§ **課題**:
a) サスペンションの文章にある「事の発端は昨年YZ125の新型を買ったことに始まる。」を英語に訳すこと。
b) サスペンションの文章から、「事の発端は昨年YZ125の新」から「っていただいて差し支えない。」までをそのまま抜き出すこと。
c) サスペンションの文章を、最後の文のあとから書き継ぐこと。

§ **提示文**:
════

チューンされたサスが付いたバイクに乗ったとき、よく分からずにとりあえず「いいねぇ!」って言っちゃってません? サスペンションの良し悪しってどういうことなんだろう、編集部と一緒に考えてみましょ〜!
事の発端は、自分の無知から始まった
業界に入った頃から僕ジャンキー稲垣はメカニカル担当で、自分自身興味があったこともあってそれなりにいろんな勉強をしてきたつもりだった。ライダーとしては永遠のビギナーだけど、記事などでメカの説明をするのはわりと得意な方だったのだ(が、いかんせん文系出身なんで大事な基礎はすっぽり抜け落ちてる)。
サスペンションの構造についてもオフロードバイクのサスであれば、一通り説明することは出来るし、理解しているつもりだ。だけど乗ってみてどうかというと、実はまったくわかっていなかったことがわかった。無知の知である。
事の発端は昨年YZ125の新型を買ったことに始まる。サスなんてついてりゃいいんだよくらいに思っていた僕は、新型のYZに乗るたびに最高でなにもいじりたくないと思っていた。そのまんまでいいのだ、とサスに不満を感じたことがなかったため、乗る前にサグすら出していなかった。ところが自分のYZを誰かに跨がらせたり乗ってもらったりするたびに、いろんな人から「さすがにこれ上級者向けすぎませんか? サス固くない?」と言われることしばしば。何もセッティングする気がなかったのだから当たり前だけど、実際にサスを使うということをまったく理解できていなかったことに呆然とした。日頃メディアでサスについて書いているくせに、自分のライディングのこととなると、サスが固いか柔らかいかすら、まったくわかっていなかったのだ。
これは僕がサスペンションマスターになるまでの物語である(※出典『僕のヒーローアカデミア』)
サスっていったらテクニクス。サスペンションマスター土田さんに会いに行く
どこがわかってないのかすらわからないが、とにかくサスをちゃんとわかりたい。そしてYZ125のサスを自分に合ったものにして乗ってみたい。「モトクロスビレッジで1分5秒のビギナーモトクロスライダーです。合わせてください」しか言えることがないまま、向かった先は春日部に移転したばかりのテクニクスさんだった。ちなみにモトクロスビレッジを知らないほとんどの読者の方のために説明すると、このタイムは同コースで開催される草レースシリーズ「ヒーローズ」で設定されるクラス分けでも一番下のクラス「ビギナー」で真ん中くらいを走れる程度。謙遜してビギナービギナー言ってるのではなく、正真正銘ビギナーであると思っていただいて差し支えない。
テクニクスの番頭であるサスペンションマスター土田さんは開口一番言う。「どんなサスにしたいですか?」
いきなりキタ。それだ。そもそもそれが自分でもわからんのだ……。よくわかんないけど、いいサスが欲しいです! とは業界人としてさすがに言えないので「そうですね、小さなギャップでわりとフラれがちなことが多いんで、そういうのを解決したいですね。あとこのバイクはモトクロスしたくて買ったので、あくまでモトクロス仕様にとどめたいですねハイ」とさも理解している風を装ったことを伝えてみる。

════

§ **データ一覧**:

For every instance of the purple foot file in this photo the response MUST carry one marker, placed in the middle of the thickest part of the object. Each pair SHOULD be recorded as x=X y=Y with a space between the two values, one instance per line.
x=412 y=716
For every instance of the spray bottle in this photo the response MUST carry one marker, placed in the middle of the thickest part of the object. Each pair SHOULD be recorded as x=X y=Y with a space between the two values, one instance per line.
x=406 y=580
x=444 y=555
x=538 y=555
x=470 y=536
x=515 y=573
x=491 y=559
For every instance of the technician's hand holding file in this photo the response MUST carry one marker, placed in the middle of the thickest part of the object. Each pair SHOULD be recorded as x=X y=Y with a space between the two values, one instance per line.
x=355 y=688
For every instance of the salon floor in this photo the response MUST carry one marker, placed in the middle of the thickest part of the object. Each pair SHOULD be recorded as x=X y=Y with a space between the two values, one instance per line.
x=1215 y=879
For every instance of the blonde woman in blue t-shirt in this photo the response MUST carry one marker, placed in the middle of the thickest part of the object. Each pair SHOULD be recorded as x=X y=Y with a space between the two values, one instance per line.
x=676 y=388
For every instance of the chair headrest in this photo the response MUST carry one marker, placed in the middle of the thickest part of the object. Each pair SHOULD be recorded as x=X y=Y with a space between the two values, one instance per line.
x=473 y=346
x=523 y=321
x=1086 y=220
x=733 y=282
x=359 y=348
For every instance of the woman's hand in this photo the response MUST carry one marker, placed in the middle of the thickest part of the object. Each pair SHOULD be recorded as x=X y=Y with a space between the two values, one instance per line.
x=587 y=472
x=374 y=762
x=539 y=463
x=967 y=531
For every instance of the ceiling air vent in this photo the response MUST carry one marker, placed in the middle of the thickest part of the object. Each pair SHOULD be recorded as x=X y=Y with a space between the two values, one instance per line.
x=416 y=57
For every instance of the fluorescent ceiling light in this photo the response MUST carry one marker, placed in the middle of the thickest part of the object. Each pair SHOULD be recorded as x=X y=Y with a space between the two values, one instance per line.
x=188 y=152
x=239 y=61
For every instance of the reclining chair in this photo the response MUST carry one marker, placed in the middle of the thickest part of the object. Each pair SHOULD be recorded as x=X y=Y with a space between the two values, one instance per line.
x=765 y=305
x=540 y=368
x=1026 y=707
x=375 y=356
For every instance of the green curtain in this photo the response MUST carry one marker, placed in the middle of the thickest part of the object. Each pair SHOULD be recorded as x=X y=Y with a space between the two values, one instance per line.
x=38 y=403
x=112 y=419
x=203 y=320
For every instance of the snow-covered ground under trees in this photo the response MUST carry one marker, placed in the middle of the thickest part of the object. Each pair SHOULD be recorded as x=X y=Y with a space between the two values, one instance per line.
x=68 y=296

════

§ **最終解答**:
a) It all began last year when I bought the new YZ125.

b)
事の発端は昨年YZ125の新型を買ったことに始まる。サスなんてついてりゃいいんだよくらいに思っていた僕は、新型のYZに乗るたびに最高でなにもいじりたくないと思っていた。そのまんまでいいのだ、とサスに不満を感じたことがなかったため、乗る前にサグすら出していなかった。ところが自分のYZを誰かに跨がらせたり乗ってもらったりするたびに、いろんな人から「さすがにこれ上級者向けすぎませんか? サス固くない?」と言われることしばしば。何もセッティングする気がなかったのだから当たり前だけど、実際にサスを使うということをまったく理解できていなかったことに呆然とした。日頃メディアでサスについて書いているくせに、自分のライディングのこととなると、サスが固いか柔らかいかすら、まったくわかっていなかったのだ。
これは僕がサスペンションマスターになるまでの物語である(※出典『僕のヒーローアカデミア』)
サスっていったらテクニクス。サスペンションマスター土田さんに会いに行く
どこがわかってないのかすらわからないが、とにかくサスをちゃんとわかりたい。そしてYZ125のサスを自分に合ったものにして乗ってみたい。「モトクロスビレッジで1分5秒のビギナーモトクロスライダーです。合わせてください」しか言えることがないまま、向かった先は春日部に移転したばかりのテクニクスさんだった。ちなみにモトクロスビレッジを知らないほとんどの読者の方のために説明すると、このタイムは同コースで開催される草レースシリーズ「ヒーローズ」で設定されるクラス分けでも一番下のクラス「ビギナー」で真ん中くらいを走れる程度。謙遜してビギナービギナー言ってるのではなく、正真正銘ビギナーであると思っていただいて差し支えない。

c)
めっちゃ困った土田さんは「ううーん……リバルビングして減衰力を下げるのはマストとして、稲垣さん70kgくらいでしょ? モトクロスをしっかりやってみたいならスプリングはそのままでいいかもしれませんね。なんせスプリング変えると部品代かかりますし、やっぱり変えたいって話になった時でいいんじゃないですかね」とにっこり言う。
「あ、じゃぁそれでおねがいします(←よくわかってない)」ということで、とりあえず待つこと1週間。
僕の適当なオーダーを頼りにリバルビングされたサスペンションができあがってきました。
「とりあえずこれで乗ってみてください。減衰ボリュームを下げてあります。だいたいYZのサスペンションは上級者向けなんで少し固すぎる傾向にあるんですが、柔らかくしすぎるのもモトクロスではあまりよくないから、ほどほどにしてあります」と土田さん。ほうほう、こいつは楽しみである。乗るとなったら徹底的に乗り倒さねばなるまい。ふふふ。
サスペンションマスターイシゲさんと乗りに行く
実はこの新たなサスペンション、取り付けてから3回ほど乗りに出かけてみたのだけれど、確かに細かなギャップを拾いづらくなっていたりするものの、いまいち記事を書く気になるほど大きな感動を得られなかった。一発目から企画倒れなのかな、と思いつつ、近所に住んでいるエンデューロチャンピオン池田智泰(通称イシゲ)さんと遊びに行った時のことだ。
イシゲさんには過去にスタンダード状態のマイYZ125にも乗って貰っていたのだけれど、新しくなったバイクに乗ってすぐに「わ、これ全然違うじゃん。こりゃこれに乗っちゃうと前のサスには乗れないよ」とめっちゃ嬉しそうにしている。なんだよ。なんでそうなるんだよ。やっぱ乗れる人しかわかんないのかな……。「稲垣はジャンプで底づきしないとか、ギャップで楽だとかそういう基準でサスの良さを感じようとしているんでしょう? そこじゃないよ。クロスカントリーなら疲れづらくするためにギャップの感じ方は大事なんだけど、モトクロスの場合はそんなのはいらない。俺自身もモトクロスをするときに(イシゲさんは元MXIB)サスペンションをジャンプに合わせたりはしないんだ。あくまで曲がりやすいバイクを作ることだけを考える」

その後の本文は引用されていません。